Directions: In the entries below, find the line containing "of the sky?", then copy it and every later line exactly, ending with the last line.

Data:
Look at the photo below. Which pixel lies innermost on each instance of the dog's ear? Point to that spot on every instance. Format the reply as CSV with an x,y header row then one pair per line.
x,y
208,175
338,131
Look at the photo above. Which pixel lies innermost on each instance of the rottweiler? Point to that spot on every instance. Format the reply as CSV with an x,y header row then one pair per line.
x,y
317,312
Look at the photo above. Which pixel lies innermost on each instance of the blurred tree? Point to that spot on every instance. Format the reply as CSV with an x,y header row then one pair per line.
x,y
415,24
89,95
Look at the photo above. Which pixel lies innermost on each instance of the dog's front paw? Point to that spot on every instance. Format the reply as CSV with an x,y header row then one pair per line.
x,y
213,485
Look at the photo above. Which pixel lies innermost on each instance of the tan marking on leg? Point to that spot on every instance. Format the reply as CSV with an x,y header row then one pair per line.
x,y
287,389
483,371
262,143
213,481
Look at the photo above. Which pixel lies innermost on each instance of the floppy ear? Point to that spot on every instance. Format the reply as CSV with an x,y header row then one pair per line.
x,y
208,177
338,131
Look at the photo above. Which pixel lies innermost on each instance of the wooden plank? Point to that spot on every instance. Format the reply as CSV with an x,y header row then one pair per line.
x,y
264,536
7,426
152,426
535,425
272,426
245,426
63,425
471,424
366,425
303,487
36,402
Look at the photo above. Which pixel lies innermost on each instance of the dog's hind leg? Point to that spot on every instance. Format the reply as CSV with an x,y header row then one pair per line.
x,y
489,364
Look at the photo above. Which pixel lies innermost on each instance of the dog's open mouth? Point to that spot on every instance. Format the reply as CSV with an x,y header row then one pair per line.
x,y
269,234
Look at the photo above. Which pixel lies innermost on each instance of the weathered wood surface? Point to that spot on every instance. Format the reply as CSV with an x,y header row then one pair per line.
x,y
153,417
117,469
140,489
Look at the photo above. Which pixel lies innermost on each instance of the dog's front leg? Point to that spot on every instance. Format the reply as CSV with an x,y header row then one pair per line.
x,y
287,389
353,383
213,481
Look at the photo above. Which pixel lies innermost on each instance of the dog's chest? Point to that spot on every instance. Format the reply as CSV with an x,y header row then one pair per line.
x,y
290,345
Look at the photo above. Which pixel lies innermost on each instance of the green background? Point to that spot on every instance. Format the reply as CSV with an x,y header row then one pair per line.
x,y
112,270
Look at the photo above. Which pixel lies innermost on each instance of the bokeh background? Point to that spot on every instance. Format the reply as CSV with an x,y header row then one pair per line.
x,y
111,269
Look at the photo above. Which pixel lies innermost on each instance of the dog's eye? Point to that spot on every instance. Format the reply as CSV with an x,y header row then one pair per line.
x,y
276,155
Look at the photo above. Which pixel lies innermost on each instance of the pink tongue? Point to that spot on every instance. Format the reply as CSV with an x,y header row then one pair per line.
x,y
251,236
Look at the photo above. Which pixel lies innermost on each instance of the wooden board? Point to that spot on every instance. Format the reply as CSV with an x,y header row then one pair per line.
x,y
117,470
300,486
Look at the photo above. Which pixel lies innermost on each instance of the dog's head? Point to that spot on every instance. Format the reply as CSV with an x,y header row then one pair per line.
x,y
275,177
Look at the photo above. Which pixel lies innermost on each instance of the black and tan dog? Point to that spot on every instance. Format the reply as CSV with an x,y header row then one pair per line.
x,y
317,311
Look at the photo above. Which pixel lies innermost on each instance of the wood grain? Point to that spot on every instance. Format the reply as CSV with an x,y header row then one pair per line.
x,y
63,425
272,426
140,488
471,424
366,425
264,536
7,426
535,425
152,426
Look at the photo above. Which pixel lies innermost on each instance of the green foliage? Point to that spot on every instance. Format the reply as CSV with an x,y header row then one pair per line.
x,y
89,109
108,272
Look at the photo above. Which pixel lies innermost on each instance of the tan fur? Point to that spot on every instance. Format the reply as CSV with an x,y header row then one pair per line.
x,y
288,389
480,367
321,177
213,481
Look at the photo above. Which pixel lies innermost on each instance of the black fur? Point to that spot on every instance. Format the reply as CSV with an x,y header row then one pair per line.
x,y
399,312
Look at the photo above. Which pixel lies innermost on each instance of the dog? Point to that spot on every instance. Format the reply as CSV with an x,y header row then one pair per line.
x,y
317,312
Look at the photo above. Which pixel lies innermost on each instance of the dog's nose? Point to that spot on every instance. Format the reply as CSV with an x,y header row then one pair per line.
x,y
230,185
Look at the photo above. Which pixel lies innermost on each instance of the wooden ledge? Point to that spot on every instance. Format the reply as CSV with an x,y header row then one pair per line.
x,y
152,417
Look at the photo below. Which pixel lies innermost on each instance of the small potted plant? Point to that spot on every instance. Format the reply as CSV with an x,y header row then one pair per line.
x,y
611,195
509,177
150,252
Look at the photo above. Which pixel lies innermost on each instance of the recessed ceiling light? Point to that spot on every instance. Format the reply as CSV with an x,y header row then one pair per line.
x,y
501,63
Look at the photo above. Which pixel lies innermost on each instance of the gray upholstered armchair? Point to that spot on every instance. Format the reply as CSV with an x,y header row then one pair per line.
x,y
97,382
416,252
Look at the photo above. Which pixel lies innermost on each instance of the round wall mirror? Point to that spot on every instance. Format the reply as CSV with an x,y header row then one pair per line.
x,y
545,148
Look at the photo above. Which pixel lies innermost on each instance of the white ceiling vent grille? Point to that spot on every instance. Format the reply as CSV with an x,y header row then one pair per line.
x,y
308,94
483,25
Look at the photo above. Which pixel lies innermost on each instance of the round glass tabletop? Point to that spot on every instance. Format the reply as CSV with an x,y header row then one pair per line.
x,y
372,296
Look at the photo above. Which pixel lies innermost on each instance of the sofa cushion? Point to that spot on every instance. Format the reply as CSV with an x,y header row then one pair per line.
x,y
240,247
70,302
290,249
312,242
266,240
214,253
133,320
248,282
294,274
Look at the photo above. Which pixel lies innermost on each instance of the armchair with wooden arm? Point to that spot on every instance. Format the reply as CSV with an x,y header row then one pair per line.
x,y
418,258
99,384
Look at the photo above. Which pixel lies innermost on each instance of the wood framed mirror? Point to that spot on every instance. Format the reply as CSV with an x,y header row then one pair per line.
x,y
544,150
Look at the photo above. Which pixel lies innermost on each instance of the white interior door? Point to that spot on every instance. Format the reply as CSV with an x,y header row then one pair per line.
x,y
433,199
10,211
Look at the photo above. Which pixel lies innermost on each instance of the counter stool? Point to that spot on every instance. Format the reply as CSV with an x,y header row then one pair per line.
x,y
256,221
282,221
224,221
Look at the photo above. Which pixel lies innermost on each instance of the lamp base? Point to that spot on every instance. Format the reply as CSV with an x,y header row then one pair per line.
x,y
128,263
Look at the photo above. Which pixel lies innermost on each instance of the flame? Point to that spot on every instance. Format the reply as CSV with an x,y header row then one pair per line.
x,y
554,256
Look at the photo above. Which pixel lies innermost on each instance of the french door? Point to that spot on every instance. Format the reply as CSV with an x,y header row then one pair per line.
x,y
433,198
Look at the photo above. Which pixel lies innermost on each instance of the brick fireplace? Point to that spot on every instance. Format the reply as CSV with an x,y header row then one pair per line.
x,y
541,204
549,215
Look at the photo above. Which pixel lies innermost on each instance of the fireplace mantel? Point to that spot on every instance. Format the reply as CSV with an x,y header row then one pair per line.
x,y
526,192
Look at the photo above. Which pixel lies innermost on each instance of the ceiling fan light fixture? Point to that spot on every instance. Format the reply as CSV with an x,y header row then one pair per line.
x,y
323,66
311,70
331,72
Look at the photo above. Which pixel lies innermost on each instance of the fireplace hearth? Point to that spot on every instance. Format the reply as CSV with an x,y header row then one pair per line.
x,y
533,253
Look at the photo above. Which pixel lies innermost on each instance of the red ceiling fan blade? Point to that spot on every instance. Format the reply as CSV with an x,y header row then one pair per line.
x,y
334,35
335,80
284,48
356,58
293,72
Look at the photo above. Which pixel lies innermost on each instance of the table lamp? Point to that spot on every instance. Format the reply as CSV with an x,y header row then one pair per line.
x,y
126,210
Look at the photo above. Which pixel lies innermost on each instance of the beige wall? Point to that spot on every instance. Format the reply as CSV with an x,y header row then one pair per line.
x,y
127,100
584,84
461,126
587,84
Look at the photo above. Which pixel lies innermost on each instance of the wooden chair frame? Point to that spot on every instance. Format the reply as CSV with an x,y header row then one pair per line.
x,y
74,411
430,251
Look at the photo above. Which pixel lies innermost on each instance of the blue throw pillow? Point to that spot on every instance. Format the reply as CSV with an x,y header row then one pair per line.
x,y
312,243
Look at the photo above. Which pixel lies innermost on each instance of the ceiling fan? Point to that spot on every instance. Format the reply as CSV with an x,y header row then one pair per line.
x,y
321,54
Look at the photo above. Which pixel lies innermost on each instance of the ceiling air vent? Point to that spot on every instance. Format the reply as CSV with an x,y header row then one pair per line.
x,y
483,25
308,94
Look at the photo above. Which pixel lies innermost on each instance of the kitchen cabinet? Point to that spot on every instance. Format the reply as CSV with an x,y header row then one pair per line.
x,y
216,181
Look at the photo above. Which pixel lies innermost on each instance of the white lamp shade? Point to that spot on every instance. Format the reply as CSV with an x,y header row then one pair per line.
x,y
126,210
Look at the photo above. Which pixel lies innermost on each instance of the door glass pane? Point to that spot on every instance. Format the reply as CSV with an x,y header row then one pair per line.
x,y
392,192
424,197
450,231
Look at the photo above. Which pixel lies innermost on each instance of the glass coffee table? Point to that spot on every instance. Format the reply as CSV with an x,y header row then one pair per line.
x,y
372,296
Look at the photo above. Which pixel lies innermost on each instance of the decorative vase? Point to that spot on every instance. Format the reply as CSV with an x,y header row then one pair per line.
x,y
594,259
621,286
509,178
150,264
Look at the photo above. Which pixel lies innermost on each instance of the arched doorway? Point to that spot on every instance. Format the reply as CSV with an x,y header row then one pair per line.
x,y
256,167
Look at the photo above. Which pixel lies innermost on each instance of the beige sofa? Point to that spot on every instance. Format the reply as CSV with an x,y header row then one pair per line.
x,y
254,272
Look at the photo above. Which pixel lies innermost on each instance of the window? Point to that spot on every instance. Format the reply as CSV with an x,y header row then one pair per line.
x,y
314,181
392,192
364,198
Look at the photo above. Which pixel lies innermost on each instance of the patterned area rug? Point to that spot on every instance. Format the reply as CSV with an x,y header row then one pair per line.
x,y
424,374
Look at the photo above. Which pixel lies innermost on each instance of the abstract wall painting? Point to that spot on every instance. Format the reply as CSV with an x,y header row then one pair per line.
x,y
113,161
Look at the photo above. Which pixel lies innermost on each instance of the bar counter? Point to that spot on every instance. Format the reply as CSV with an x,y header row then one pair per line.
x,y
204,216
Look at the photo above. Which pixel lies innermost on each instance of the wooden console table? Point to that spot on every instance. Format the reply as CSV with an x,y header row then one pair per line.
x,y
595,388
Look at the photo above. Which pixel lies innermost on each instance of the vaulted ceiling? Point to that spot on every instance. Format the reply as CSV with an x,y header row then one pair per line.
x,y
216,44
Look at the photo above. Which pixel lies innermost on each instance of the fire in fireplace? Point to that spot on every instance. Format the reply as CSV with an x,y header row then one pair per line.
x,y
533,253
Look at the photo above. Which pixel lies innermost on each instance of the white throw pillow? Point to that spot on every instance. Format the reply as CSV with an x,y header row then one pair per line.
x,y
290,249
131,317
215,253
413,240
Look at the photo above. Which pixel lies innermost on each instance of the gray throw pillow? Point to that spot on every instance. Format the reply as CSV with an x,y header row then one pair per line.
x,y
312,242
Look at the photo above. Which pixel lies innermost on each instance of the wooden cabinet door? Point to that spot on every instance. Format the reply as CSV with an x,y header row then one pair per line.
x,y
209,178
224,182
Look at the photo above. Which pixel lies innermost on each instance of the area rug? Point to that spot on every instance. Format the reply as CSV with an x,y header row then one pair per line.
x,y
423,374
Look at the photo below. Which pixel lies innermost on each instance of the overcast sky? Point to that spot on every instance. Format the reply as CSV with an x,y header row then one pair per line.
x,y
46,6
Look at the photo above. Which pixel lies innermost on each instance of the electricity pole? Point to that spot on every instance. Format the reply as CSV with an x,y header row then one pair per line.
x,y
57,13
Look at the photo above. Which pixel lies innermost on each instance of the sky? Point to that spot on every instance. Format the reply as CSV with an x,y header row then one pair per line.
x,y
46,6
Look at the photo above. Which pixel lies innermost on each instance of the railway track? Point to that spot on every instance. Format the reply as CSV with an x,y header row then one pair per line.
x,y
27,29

Completed exercise:
Look at the photo above. Which pixel lies innermost on each instance of the sky? Point to that spot on every instance. Format the reply as CSV with an x,y header row then one pair per line.
x,y
46,6
Look at the photo above. Which pixel lies innermost on each instance of the railway track? Point to that spot on every instance. Format the reply as CSV with an x,y header row then one pair per line.
x,y
27,29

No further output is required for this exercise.